**Stated task A:**
Return every line in the rows below that contains the word "wearing".

──────── Document extract ────────

BANKING ON BANKING?
Where does misallocation come from? Indian firms grow much more slowly than US firms, but are also much less likely to shut down.100 In other words, the United States is an “up or out” economy, where people try something new and either succeed and make it big or fail after a few years.
By contrast, the Indian economy is exceedingly sticky: good firms do not grow and bad firms do not die.These two facts are probably closely related: the fact that good firms cannot grow fast enough also helps explain why bad firms can survive. If the best firms were to grow fast, they would drive down the price of whatever they sold and therefore force out everyone except those efficient enough to make money even when the prices were low. By the same token, they would drive up wages and the cost of raw materials, further discouraging bad firms. In contrast, if they remain small and service only the local demand, a less efficient firm can easily survive in the market next door.
One natural culprit is the capital market. It clearly plays a role in the Tirupur example, where the most productive entrepreneurs in the most productive T-shirt cluster in India cannot borrow enough to catch up in size with the less productive local firms. In India and China, estimates imply that simply reallocating capital across firms would erase most of the TFP gap created by misallocation.101
This interpretation dovetails with a generally shared sense that the banking sectors in both China and India have serious problems. Indian banks are famous for trying to avoid lending to anyone except blue-chip borrowers (usually without recognizing that yesterday’s blue-chip firms are often today’s disaster waiting to happen). Chinese banks have undergone significant reforms since the 1990s, with the goal of allowing for entry of different actors and improving the governance of the state-owned banks, but the “big four” state-owned banks still tend to be all too willing to lend to dubious projects with good political connections.102 Finding money remains difficult for a young and ambitious entrepreneur with a good idea but no powerful friends.
Indian banks have very much the same problem, and in addition they are reputedly extremely overstaffed.

──────── Records shown ────────

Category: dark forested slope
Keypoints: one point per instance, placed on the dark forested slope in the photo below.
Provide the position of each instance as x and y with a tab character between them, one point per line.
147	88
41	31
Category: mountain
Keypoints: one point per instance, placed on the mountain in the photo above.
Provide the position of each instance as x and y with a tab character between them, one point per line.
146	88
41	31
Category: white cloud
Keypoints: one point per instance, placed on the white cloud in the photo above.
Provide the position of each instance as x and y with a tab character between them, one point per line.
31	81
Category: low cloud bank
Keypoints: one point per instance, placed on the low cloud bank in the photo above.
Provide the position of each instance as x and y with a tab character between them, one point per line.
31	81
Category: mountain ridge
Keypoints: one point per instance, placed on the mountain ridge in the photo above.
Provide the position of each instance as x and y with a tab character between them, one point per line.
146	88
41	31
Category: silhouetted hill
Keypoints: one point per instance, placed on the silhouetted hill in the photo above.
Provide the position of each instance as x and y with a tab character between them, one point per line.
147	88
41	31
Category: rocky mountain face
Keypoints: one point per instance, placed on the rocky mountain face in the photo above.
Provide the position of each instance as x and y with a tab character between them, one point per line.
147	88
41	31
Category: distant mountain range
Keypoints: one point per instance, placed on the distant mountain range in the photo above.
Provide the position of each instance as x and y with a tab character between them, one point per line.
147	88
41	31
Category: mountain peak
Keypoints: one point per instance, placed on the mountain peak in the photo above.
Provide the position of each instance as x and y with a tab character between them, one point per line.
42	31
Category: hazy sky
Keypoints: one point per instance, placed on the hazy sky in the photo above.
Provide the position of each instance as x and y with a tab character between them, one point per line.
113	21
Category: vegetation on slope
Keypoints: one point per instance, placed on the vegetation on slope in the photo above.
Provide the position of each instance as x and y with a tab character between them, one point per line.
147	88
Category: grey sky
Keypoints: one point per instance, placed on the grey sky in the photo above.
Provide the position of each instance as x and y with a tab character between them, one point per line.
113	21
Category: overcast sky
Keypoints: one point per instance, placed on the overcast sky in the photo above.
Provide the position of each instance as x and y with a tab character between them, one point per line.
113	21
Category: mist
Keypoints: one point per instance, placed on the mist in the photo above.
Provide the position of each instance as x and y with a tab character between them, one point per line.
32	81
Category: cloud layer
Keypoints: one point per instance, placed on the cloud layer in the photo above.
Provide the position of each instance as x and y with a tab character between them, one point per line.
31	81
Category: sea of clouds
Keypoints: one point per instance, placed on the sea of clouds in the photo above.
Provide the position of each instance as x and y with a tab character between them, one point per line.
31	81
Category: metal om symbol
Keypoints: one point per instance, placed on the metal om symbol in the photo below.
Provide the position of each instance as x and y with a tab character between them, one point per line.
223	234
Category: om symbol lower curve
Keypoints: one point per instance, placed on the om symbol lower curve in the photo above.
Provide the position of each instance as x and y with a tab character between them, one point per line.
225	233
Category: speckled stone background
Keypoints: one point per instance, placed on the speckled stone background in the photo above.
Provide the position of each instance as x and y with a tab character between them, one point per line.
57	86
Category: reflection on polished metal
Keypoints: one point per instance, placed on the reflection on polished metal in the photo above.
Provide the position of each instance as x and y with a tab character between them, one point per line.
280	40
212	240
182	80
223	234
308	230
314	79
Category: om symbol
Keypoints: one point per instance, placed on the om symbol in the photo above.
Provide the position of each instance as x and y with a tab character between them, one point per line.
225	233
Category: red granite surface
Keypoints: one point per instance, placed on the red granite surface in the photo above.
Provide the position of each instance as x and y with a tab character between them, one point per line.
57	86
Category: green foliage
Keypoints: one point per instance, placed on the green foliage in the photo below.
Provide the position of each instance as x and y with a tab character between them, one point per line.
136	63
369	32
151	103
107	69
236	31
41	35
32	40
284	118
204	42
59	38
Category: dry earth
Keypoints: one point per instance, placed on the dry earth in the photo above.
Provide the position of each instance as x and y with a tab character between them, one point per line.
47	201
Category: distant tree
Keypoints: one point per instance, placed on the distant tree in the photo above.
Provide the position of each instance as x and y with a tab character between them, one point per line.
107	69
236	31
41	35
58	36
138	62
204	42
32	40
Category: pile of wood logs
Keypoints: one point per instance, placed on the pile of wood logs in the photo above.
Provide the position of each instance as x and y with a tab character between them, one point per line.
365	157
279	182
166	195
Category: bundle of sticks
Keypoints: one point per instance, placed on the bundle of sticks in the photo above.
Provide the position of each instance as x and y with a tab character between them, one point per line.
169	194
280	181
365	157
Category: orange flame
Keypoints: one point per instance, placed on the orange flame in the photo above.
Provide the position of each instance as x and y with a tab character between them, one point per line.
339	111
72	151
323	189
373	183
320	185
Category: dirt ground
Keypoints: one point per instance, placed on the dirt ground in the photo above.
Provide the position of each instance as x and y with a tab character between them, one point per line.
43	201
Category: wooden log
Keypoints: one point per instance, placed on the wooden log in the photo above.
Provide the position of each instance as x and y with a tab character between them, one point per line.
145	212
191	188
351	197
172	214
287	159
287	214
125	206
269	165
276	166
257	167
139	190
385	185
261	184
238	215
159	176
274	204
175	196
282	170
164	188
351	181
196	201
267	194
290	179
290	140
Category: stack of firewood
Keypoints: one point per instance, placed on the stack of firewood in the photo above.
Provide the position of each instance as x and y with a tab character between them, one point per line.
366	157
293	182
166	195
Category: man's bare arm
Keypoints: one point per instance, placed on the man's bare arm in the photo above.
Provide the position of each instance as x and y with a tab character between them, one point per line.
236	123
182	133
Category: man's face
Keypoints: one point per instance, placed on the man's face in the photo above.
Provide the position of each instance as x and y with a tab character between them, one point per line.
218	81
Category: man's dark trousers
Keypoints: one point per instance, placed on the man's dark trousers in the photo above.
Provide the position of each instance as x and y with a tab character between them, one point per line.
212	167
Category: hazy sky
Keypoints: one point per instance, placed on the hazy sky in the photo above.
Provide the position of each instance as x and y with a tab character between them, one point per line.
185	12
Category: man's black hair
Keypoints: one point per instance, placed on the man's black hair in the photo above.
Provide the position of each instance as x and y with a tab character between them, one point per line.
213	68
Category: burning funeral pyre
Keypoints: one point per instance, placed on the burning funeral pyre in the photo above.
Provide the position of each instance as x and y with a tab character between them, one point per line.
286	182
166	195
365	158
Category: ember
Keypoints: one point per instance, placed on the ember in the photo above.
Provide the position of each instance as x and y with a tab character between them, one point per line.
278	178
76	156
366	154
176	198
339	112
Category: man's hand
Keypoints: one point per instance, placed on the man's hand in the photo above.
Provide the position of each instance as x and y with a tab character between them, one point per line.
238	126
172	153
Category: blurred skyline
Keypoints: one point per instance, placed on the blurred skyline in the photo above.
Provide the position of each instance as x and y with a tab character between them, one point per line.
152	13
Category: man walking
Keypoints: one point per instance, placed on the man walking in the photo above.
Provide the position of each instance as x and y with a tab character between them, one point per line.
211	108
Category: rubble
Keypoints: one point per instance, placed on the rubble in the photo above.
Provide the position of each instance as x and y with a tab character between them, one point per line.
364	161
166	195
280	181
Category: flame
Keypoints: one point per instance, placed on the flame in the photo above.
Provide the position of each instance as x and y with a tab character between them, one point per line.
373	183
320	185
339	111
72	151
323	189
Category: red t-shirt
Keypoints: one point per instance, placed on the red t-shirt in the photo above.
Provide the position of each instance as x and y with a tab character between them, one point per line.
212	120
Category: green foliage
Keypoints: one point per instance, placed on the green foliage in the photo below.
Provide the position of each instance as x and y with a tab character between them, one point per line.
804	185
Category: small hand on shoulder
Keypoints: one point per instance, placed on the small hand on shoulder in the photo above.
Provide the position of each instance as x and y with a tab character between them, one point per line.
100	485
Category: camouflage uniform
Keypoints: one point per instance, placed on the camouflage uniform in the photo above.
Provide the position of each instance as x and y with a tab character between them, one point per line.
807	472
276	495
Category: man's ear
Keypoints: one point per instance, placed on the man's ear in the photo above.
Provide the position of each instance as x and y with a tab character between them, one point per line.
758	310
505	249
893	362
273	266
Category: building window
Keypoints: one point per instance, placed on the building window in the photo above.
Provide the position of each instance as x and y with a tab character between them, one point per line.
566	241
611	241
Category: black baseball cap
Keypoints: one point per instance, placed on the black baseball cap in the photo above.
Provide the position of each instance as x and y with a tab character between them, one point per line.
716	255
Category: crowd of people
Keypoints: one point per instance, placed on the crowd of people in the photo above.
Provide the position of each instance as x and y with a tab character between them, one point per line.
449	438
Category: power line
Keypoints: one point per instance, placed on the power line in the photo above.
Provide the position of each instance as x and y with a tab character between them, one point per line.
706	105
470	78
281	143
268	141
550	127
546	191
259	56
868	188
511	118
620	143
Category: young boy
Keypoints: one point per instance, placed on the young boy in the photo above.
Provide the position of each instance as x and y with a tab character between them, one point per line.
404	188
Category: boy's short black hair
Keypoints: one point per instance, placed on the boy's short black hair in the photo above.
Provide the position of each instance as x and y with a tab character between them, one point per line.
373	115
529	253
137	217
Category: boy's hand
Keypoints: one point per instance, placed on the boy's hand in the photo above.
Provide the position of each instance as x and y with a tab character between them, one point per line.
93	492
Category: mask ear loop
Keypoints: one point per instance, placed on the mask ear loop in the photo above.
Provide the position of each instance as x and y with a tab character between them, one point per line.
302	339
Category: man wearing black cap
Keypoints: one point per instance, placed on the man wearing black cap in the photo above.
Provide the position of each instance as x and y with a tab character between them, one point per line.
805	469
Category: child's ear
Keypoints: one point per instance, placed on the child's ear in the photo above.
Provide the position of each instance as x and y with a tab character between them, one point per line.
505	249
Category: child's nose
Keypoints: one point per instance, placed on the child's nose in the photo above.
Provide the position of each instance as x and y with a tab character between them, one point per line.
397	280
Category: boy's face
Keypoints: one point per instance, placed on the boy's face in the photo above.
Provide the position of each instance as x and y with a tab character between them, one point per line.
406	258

────────
──────── Records shown ────────

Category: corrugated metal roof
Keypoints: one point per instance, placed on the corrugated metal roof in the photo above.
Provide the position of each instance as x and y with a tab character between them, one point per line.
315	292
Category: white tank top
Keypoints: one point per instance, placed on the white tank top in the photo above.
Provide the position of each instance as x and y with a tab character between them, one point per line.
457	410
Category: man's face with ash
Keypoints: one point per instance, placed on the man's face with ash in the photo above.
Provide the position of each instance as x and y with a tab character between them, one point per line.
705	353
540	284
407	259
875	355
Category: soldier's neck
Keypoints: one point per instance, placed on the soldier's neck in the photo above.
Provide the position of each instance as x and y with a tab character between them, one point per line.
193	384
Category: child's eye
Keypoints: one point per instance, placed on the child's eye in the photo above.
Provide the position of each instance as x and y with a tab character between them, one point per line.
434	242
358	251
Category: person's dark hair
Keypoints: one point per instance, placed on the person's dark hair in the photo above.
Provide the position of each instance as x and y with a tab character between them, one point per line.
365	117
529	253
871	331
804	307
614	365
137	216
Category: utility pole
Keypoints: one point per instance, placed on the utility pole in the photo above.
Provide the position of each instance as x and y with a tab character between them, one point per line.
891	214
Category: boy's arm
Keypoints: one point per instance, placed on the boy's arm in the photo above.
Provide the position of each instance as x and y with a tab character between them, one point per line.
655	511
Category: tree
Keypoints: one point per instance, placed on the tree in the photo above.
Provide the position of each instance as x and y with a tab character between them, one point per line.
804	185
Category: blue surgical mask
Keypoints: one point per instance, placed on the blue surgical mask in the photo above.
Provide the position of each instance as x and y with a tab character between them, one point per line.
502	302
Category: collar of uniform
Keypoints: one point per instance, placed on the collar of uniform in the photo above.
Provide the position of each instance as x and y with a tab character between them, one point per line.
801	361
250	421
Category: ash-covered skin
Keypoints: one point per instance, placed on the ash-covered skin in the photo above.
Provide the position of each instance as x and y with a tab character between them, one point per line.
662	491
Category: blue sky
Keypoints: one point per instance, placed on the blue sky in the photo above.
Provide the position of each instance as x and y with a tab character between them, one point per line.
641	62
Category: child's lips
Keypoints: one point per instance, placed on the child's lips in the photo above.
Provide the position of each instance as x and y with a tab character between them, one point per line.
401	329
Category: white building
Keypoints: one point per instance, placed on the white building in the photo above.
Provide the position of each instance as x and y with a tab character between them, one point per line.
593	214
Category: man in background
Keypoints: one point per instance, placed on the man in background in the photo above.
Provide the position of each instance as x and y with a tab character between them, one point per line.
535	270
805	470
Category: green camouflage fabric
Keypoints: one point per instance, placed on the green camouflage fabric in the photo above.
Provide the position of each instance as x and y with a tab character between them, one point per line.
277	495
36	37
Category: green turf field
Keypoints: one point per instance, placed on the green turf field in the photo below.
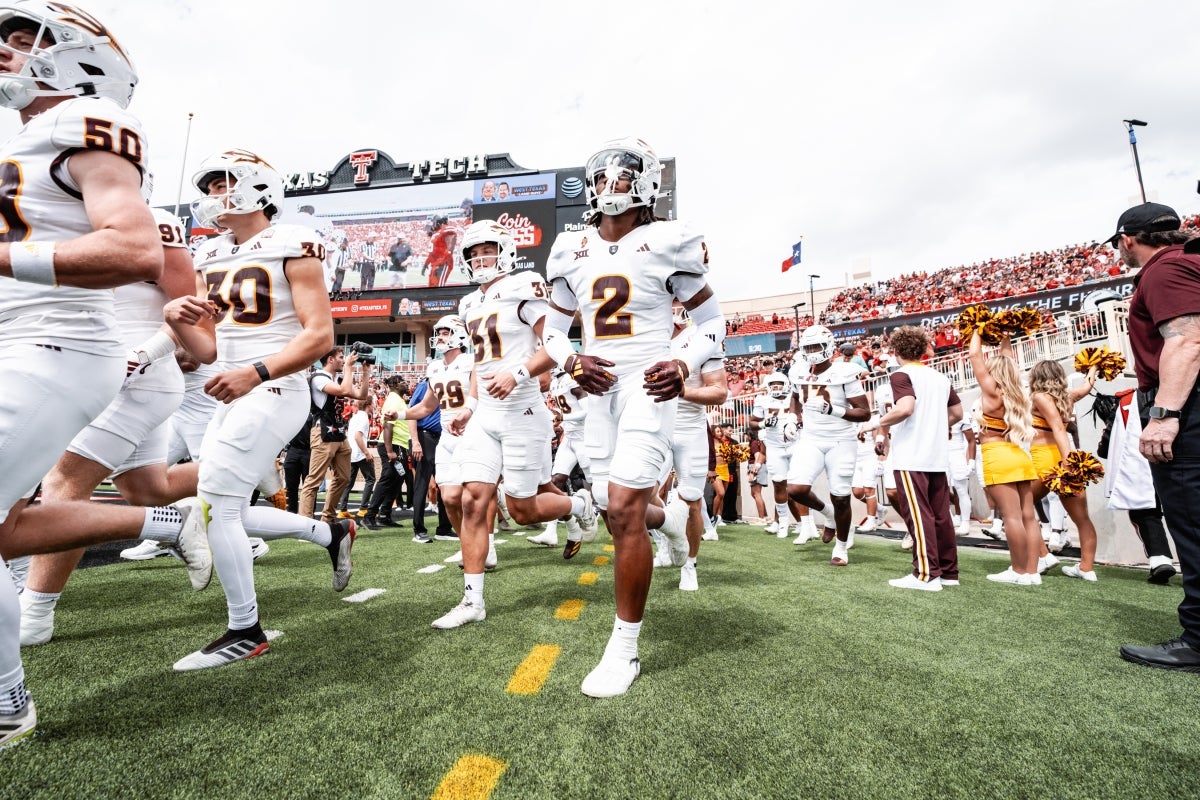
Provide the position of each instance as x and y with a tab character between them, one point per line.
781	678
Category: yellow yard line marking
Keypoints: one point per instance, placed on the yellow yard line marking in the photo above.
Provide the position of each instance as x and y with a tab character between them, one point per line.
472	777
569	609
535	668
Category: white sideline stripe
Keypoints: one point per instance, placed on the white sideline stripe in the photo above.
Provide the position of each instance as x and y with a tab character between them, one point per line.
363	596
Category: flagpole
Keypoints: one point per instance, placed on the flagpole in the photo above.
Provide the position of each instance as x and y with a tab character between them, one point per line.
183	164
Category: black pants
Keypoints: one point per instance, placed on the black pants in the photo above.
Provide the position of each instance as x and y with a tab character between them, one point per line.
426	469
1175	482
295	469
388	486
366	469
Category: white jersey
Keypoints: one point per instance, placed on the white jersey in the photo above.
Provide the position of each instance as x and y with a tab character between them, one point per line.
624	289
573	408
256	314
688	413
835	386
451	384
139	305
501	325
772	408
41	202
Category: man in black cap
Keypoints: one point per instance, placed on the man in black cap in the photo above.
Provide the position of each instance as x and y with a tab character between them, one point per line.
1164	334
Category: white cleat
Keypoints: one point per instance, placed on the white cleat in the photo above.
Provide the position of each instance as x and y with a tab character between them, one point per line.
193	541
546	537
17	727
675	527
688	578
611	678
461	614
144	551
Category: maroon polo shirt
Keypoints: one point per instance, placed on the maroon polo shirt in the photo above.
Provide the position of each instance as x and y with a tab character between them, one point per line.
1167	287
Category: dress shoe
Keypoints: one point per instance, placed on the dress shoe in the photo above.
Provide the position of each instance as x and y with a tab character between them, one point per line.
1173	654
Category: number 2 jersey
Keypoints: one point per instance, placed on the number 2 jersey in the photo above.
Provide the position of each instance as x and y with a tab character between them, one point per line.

────────

**Stated task B:**
Pick up the passage on banking in India and China after its final sentence and continue writing it.

**Written response A:**
Category: man wearing black cap
Keypoints: one point per instance, placed on the man wearing black cap in the photo above.

**Written response B:**
Overstaffing means they need to put a large wedge between the rate at which they lend to firms and the savings rate they offer to depositors if they want to break even. As a result, bank lending rates in India are high relative to the rest of the world,103 even though depositors earn very little interest.104 This also discourages investment by those who need to borrow to do so and favors those with a rich relative to support them, like the Gounders of Tirupur. Bad banks hurt efficiency from both ends; because of them, savings rates are lower than they could be and savings are poorly managed.In addition, companies need risk capital, funding that unlike bank funding protects them when they are hit by bad luck. Stock markets do this, but the Chinese stock market is yet to be widely trusted and the Indian one, while older and better run, is still very blue-chip dominated.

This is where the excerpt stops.